## [Extrait fourni]
Arrêt rendu par Conseil d’Etat

05-07-2022
n° 459683

Texte intégral :
Vu la procédure suivante :

Mme B. D. a demandé au tribunal administratif de Strasbourg d’annuler pour excès de pouvoir la délibération du 2 mai 2015 par laquelle le conseil municipal de la commune de Luttange (Moselle) a approuvé, au profit de M. A. C., l’échange de la parcelle section 34 n° 78 contre les parcelles section 42 n° 45/23 et section 37 n° 23, et de constater l’inexistence de cette délibération.

Par un jugement n° 1803479 du 27 septembre 2019, ce tribunal a déclaré la délibération du 2 mai 2015 nulle et de nul effet.

Par un arrêt n° 19NC03523 du 21 octobre 2021, la cour administrative d’appel de Nancy, sur appel de M. C., a, après avoir annulé ce jugement, annulé la délibération du conseil municipal de Luttange du 2 mai 2015.

Par un pourvoi sommaire, un mémoire complémentaire et un mémoire en réplique, enregistrés le 21 décembre 2021 et les 21 mars et 13 juin 2022 au secrétariat du contentieux du Conseil d’Etat, M. C. demande au Conseil d’Etat :

1°) d’annuler cet arrêt ;

2°) réglant l’affaire au fond, de rejeter la demande présentée par Mme D. ;

3°) de mettre à la charge de Mme D. la somme de 5 000 € au titre de l’article L. 761-1 du code de justice administrative.

Vu les autres pièces du dossier ;

Vu :

– le code général des collectivités territoriales ;

– le code général de la propriété des personnes publiques ;

– le code rural et de la pêche maritime ;

– le code de la voirie routière ;

– le code de justice administrative ;

Après avoir entendu en séance publique :

– le rapport de M. Sébastien Ferrari, maître des requêtes en service extraordinaire,

– les conclusions de M. Romain Victor, rapporteur public ;

La parole ayant été donnée, après les conclusions, à la SCP Lyon-Caen, Thiriez, avocat de M. C., à la SCP Waquet, Farge, Hazan, avocat de la commune de Luttange et à la SCP Delamarre, Jéhannin, avocat de Mme D. ;

Considérant ce qui suit :

1. Il ressort des pièces du dossier soumis aux juges du fond que, par une délibération du 2 mai 2015, le conseil municipal de la commune de Luttange (Moselle) a approuvé l’échange de la parcelle n° 78 section 34, appartenant à M. C., avec les parcelles n° 23 section 37 et n° 45 section 42, correspondant, respectivement, à un chemin rural et à une voie communale et a autorisé le maire à signer l’acte d’échange. Mme D., qui est propriétaire d’un bois desservi par ce chemin rural et cette voie communale, a demandé au tribunal administratif de Strasbourg d’annuler cette délibération et d’en constater l’inexistence. Par un jugement du 27 septembre 2019, ce tribunal a déclaré la délibération nulle et sans effet. Par un arrêt du 21 octobre 2021, la cour administrative d’appel de Nancy, sur appel de M. C., a annulé ce jugement en tant qu’il déclarait nulle et de nul effet cette délibération mais a annulé la délibération litigieuse. M. C. se pourvoit en cassation contre cet arrêt.

## [Énoncé 1]
Comptez les lignes ci-dessous où figure la chaîne "query", en tenant compte de la casse, et donnez uniquement ce nombre.

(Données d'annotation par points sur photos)
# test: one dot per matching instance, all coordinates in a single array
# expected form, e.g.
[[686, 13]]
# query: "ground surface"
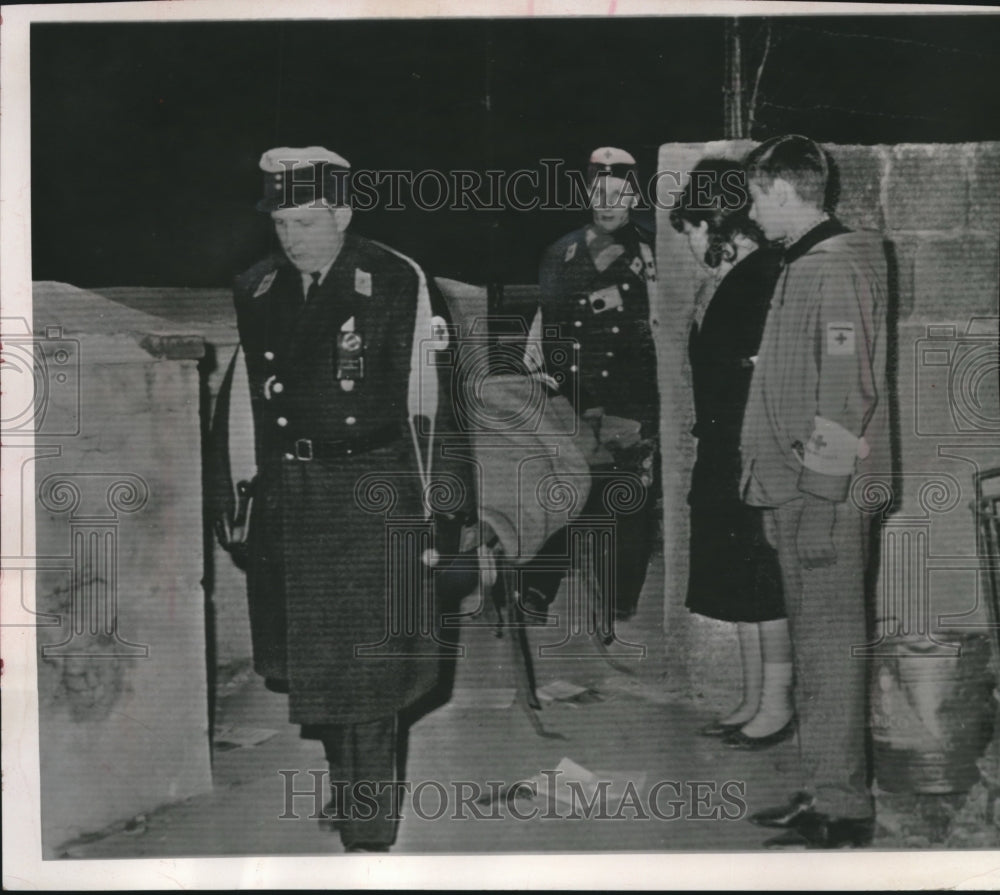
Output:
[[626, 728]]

---

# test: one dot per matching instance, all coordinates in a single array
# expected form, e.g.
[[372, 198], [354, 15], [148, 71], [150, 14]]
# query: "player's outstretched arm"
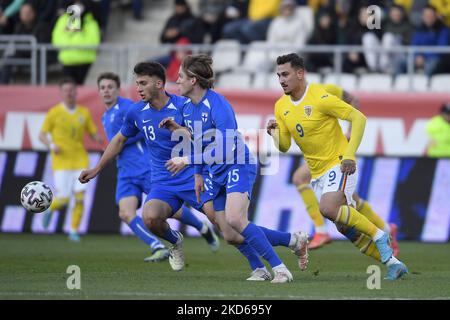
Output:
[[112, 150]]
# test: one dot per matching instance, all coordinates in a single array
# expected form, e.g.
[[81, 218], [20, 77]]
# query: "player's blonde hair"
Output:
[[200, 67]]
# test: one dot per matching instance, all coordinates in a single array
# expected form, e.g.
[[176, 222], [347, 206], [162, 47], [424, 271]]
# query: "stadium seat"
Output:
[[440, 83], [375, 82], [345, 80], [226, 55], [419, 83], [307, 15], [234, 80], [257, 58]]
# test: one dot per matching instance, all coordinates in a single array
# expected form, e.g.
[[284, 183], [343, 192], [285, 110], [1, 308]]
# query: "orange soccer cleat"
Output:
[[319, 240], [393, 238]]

## [Énoncé 2]
Reproduisez à l'identique le passage de l'arrêt qui s'ouvre sur les mots contenant "Par un jugement n°" et se termine par "de justice administrative.".

## [Corrigé détaillé 1]
5

## [Corrigé détaillé 2]
Par un jugement n° 1803479 du 27 septembre 2019, ce tribunal a déclaré la délibération du 2 mai 2015 nulle et de nul effet.

Par un arrêt n° 19NC03523 du 21 octobre 2021, la cour administrative d’appel de Nancy, sur appel de M. C., a, après avoir annulé ce jugement, annulé la délibération du conseil municipal de Luttange du 2 mai 2015.

Par un pourvoi sommaire, un mémoire complémentaire et un mémoire en réplique, enregistrés le 21 décembre 2021 et les 21 mars et 13 juin 2022 au secrétariat du contentieux du Conseil d’Etat, M. C. demande au Conseil d’Etat :

1°) d’annuler cet arrêt ;

2°) réglant l’affaire au fond, de rejeter la demande présentée par Mme D. ;

3°) de mettre à la charge de Mme D. la somme de 5 000 € au titre de l’article L. 761-1 du code de justice administrative.